Passage to read Block Start
            But one thing nobody writes about is just how much more difficult it is, if not impossible, to travel when you’re a vegetarian.
            Last weekend, Saffy, Amanda and I scooted up to Penang for a long weekend. The official excuse was that Amanda had a Friday meeting, but as Saffy pointed out, it’s difficult to take any meeting seriously when it’s held in the lobby of a hotel.
            “I mean, who does that, unless you’re in a Hollywood movie set in Washington D.C?” she said, her impressive bosom threatening to burst out of her new Marni sequined tee-shirt like one of those chest-busters in ‘Alien: Covenant’.
            Amanda rolled her eyes. “He’s the CEO of one of my most important clients and he’s literally heading straight to the airport from the meeting, so it makes sense to just meet in the lobby!”
            Saffy was unimpressed. “Has he heard of Skype? Anyway, whatever. Jason and I are coming with you. I am dying to have some char kway teow!”
            “But that’s got prawns and cockles in it,” I pointed out. “You’re vegetarian now.”
Passage to read Block End
* _Exercise directions_: Reproduce the part of the passage about the Penang trip that opens with the words "But one thing" and closes with "in ‘Alien: Covenant’.".
Provided material Block Start
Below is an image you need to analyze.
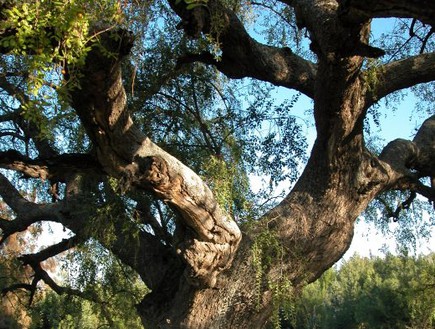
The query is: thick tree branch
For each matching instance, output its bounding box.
[169,0,316,97]
[68,26,241,286]
[366,53,435,106]
[379,115,435,202]
[0,150,104,182]
[0,174,61,244]
[340,0,435,26]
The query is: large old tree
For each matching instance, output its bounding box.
[0,0,435,328]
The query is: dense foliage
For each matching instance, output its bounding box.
[290,254,435,329]
[0,0,435,329]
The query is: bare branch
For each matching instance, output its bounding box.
[367,53,435,106]
[340,0,435,26]
[379,115,435,201]
[169,0,316,97]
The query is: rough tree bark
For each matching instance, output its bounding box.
[0,0,435,328]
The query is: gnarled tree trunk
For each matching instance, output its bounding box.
[0,0,435,329]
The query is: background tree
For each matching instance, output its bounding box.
[292,254,435,328]
[0,0,435,328]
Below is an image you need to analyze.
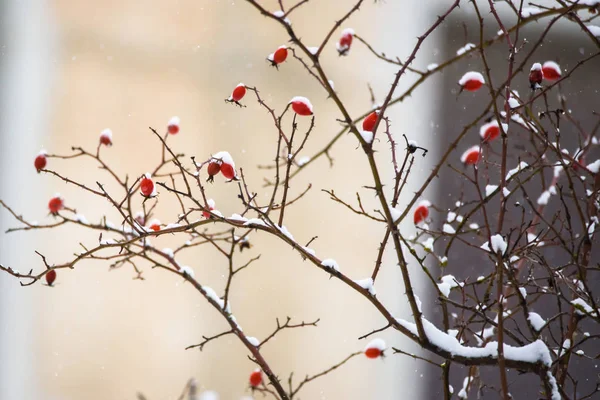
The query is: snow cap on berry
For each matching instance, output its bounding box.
[460,145,481,165]
[100,129,112,146]
[542,61,561,81]
[290,96,313,116]
[458,71,485,91]
[212,151,235,168]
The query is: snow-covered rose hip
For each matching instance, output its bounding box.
[46,269,56,286]
[529,63,544,90]
[290,96,313,116]
[100,129,112,146]
[364,338,385,358]
[227,83,246,103]
[250,369,262,388]
[460,146,481,165]
[149,219,160,232]
[335,28,354,56]
[413,200,431,225]
[48,194,65,215]
[458,71,485,92]
[479,120,508,142]
[140,174,154,197]
[542,61,561,81]
[202,199,215,219]
[212,151,237,180]
[167,117,180,135]
[267,46,288,67]
[33,150,48,173]
[363,110,379,132]
[206,161,221,182]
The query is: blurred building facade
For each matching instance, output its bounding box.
[0,0,440,400]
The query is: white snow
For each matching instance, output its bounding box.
[460,145,481,164]
[456,43,477,56]
[442,224,456,235]
[168,117,181,126]
[354,278,377,296]
[212,151,235,169]
[229,214,248,222]
[396,318,552,367]
[511,288,527,299]
[527,312,546,332]
[585,25,600,37]
[358,129,373,143]
[321,258,340,272]
[458,71,485,86]
[390,206,402,221]
[571,298,598,318]
[438,275,462,297]
[446,211,456,223]
[506,161,529,180]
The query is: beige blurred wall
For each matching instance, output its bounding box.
[0,0,439,400]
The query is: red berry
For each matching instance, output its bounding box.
[33,153,48,172]
[542,61,561,81]
[365,338,385,358]
[48,196,64,215]
[268,46,287,65]
[336,28,354,55]
[46,269,56,286]
[413,200,430,225]
[250,369,262,387]
[460,146,481,165]
[363,111,379,132]
[290,96,313,116]
[207,162,221,176]
[231,83,246,102]
[529,63,544,90]
[479,121,500,142]
[100,129,112,146]
[365,347,382,358]
[140,177,154,197]
[221,163,235,179]
[167,117,179,135]
[458,71,485,92]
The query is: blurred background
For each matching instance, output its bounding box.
[0,0,600,400]
[0,0,446,400]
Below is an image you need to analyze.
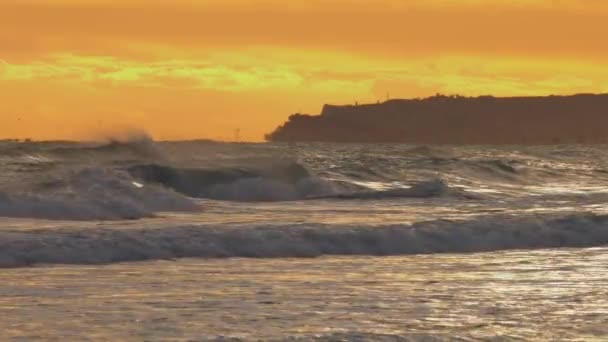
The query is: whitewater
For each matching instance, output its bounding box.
[0,138,608,341]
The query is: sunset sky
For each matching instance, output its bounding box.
[0,0,608,141]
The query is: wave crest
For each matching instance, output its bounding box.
[0,214,608,267]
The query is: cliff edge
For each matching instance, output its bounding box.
[266,94,608,144]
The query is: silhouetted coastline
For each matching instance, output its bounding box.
[266,94,608,144]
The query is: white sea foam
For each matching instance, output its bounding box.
[0,168,198,220]
[0,214,608,267]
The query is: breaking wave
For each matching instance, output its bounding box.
[128,163,477,201]
[0,214,608,267]
[0,168,198,220]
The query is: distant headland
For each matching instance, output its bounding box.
[266,94,608,144]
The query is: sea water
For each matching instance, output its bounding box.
[0,139,608,341]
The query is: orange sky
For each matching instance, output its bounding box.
[0,0,608,140]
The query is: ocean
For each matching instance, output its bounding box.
[0,139,608,341]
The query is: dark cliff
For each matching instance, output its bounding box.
[266,94,608,144]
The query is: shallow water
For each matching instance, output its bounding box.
[0,140,608,341]
[0,248,608,341]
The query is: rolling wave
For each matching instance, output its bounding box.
[0,168,199,220]
[0,214,608,267]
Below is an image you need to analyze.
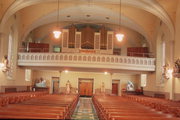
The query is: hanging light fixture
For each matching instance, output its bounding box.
[53,0,61,39]
[116,0,124,42]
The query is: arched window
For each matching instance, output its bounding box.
[7,28,14,79]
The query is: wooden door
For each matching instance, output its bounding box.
[112,83,118,95]
[53,80,59,94]
[79,82,93,96]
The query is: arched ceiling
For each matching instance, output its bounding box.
[0,0,178,45]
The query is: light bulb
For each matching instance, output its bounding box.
[53,30,61,39]
[0,63,5,68]
[116,33,124,42]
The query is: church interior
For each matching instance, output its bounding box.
[0,0,180,120]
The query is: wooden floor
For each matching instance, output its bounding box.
[0,92,180,120]
[0,93,78,119]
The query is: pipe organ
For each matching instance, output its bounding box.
[62,26,114,54]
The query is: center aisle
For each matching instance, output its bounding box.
[71,97,98,120]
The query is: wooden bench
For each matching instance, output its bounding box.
[0,95,79,119]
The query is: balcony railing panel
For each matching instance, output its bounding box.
[18,53,155,71]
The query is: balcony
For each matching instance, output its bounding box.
[18,52,155,72]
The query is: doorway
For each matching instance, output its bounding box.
[79,78,94,97]
[52,77,59,94]
[112,80,120,95]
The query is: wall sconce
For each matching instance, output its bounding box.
[162,64,173,80]
[0,55,9,72]
[174,58,180,78]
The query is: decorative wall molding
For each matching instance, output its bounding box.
[18,53,155,71]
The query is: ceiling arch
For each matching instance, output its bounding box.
[22,5,151,46]
[0,0,174,40]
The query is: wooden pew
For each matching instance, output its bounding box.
[0,95,79,119]
[93,96,179,120]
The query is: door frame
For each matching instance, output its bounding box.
[78,78,94,94]
[51,77,60,94]
[111,79,121,96]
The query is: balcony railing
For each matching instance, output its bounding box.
[18,53,155,71]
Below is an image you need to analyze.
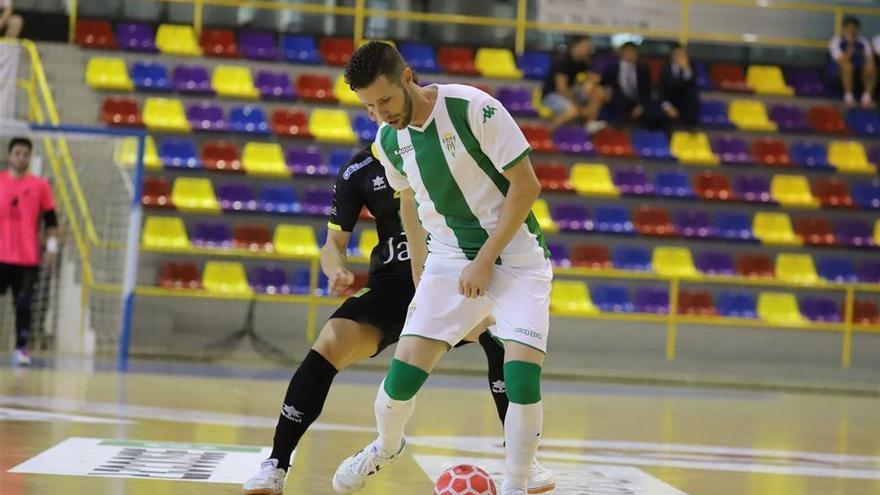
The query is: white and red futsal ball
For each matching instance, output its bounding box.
[434,464,498,495]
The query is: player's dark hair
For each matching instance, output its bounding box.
[343,41,406,91]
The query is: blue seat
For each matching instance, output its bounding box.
[400,43,440,72]
[715,291,758,319]
[159,139,202,168]
[611,246,652,272]
[590,284,635,313]
[595,206,635,234]
[816,257,859,283]
[131,62,171,91]
[516,52,550,80]
[281,34,324,65]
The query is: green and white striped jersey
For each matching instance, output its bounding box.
[373,84,549,266]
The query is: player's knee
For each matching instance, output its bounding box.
[504,361,541,404]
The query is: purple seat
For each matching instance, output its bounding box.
[553,126,593,155]
[553,203,593,232]
[694,251,735,276]
[116,22,159,53]
[172,65,214,95]
[238,31,278,60]
[190,222,232,249]
[186,102,229,132]
[217,182,257,211]
[712,136,752,164]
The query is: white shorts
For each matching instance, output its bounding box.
[400,255,553,353]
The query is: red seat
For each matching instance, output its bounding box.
[593,128,636,157]
[101,97,144,127]
[318,38,354,66]
[159,261,202,289]
[633,206,676,237]
[437,46,477,76]
[709,64,752,92]
[752,138,794,167]
[296,74,336,103]
[694,170,736,201]
[200,29,241,58]
[571,244,612,270]
[271,109,312,138]
[736,253,776,278]
[141,177,174,208]
[202,141,243,172]
[794,217,835,246]
[535,162,572,191]
[75,20,119,50]
[807,105,849,134]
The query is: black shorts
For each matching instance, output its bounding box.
[330,275,416,356]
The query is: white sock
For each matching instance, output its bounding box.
[501,402,544,493]
[375,381,416,454]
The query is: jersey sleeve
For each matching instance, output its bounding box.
[468,91,532,172]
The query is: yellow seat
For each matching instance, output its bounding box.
[550,280,599,315]
[651,246,700,277]
[241,143,290,177]
[752,211,802,246]
[211,65,260,99]
[202,261,254,296]
[770,175,821,208]
[86,57,134,91]
[171,177,220,213]
[758,292,807,324]
[144,98,190,132]
[571,163,620,198]
[309,108,357,143]
[746,65,794,96]
[141,217,190,249]
[776,253,819,284]
[474,48,522,79]
[274,224,320,256]
[727,100,776,131]
[156,24,202,57]
[670,131,719,165]
[828,141,877,174]
[113,136,162,170]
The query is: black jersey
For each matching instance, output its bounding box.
[328,146,412,277]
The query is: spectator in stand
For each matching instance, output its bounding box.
[542,35,607,133]
[660,43,700,127]
[828,17,877,108]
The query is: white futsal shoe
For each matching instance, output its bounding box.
[333,438,406,494]
[243,459,287,495]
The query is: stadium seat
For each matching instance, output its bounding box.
[309,108,358,144]
[156,24,202,57]
[171,177,220,213]
[571,163,620,198]
[144,98,190,132]
[651,246,700,277]
[670,131,719,165]
[550,280,599,316]
[770,174,821,208]
[86,57,134,91]
[141,217,190,250]
[752,211,801,246]
[273,224,319,257]
[746,65,794,96]
[758,292,806,325]
[211,65,260,99]
[241,142,290,178]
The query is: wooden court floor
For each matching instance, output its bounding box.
[0,360,880,495]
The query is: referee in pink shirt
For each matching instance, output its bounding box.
[0,137,58,366]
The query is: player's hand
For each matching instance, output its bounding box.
[458,258,492,298]
[328,267,354,296]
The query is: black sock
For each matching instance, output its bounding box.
[269,350,338,470]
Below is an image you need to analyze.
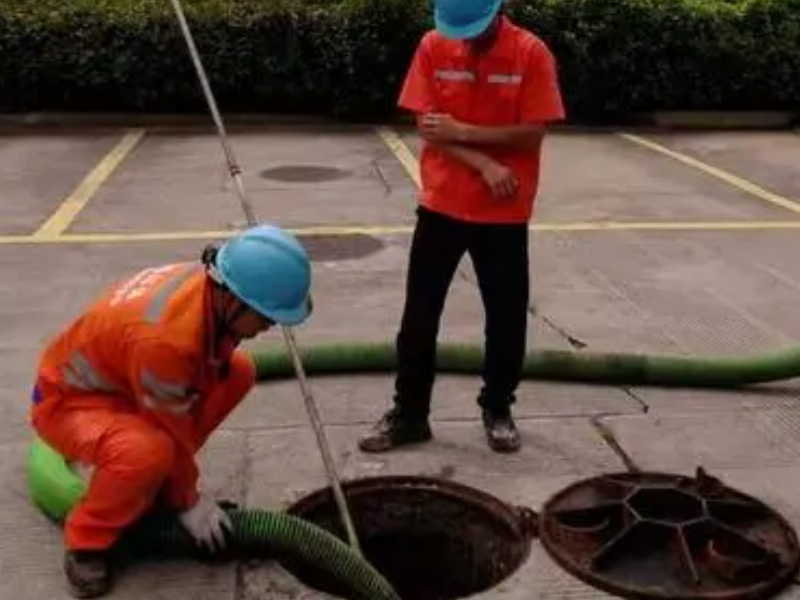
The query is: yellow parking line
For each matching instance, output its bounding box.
[618,133,800,213]
[0,221,800,244]
[375,127,422,188]
[33,129,145,240]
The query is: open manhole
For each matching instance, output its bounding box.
[282,477,536,600]
[302,233,385,261]
[261,165,351,183]
[539,468,800,600]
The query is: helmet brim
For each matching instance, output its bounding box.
[433,0,503,40]
[256,296,311,327]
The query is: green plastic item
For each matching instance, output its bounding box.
[252,342,800,388]
[27,438,400,600]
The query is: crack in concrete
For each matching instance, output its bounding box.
[220,411,641,433]
[589,413,641,473]
[233,430,253,600]
[620,387,650,414]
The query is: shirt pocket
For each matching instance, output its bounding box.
[433,68,476,118]
[485,70,522,125]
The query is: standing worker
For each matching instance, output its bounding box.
[32,226,311,598]
[359,0,564,452]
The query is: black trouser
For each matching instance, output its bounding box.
[395,207,528,418]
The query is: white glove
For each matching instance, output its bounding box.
[179,496,233,553]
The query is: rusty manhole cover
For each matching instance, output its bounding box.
[539,469,799,600]
[282,477,536,600]
[261,165,350,183]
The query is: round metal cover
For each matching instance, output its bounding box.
[261,165,350,183]
[539,468,800,600]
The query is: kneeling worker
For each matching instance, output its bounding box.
[32,226,311,598]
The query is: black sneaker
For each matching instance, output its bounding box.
[358,407,433,452]
[64,550,111,598]
[483,408,522,452]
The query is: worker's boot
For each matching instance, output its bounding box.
[481,407,522,452]
[358,407,433,452]
[64,550,111,598]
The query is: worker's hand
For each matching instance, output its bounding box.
[418,113,464,143]
[481,160,519,198]
[180,496,233,554]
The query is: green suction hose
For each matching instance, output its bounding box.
[253,342,800,387]
[28,438,400,600]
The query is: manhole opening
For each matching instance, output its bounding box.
[261,165,351,183]
[283,478,531,600]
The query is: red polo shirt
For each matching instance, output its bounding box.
[398,17,564,223]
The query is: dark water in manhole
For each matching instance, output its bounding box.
[261,165,350,183]
[302,234,385,261]
[283,478,531,600]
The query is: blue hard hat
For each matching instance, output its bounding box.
[212,225,311,325]
[433,0,503,40]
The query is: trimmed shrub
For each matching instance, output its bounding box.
[0,0,800,120]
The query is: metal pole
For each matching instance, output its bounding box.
[171,0,361,554]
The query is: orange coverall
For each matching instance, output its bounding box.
[32,263,255,550]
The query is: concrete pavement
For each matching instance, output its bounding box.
[0,124,800,600]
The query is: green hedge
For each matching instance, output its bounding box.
[0,0,800,120]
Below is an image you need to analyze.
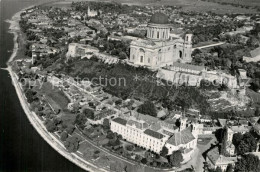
Provided material Block End
* _Solution to this exercise_:
But one thing nobody writes about is just how much more difficult it is, if not impossible, to travel when you’re a vegetarian.
            Last weekend, Saffy, Amanda and I scooted up to Penang for a long weekend. The official excuse was that Amanda had a Friday meeting, but as Saffy pointed out, it’s difficult to take any meeting seriously when it’s held in the lobby of a hotel.
            “I mean, who does that, unless you’re in a Hollywood movie set in Washington D.C?” she said, her impressive bosom threatening to burst out of her new Marni sequined tee-shirt like one of those chest-busters in ‘Alien: Covenant’.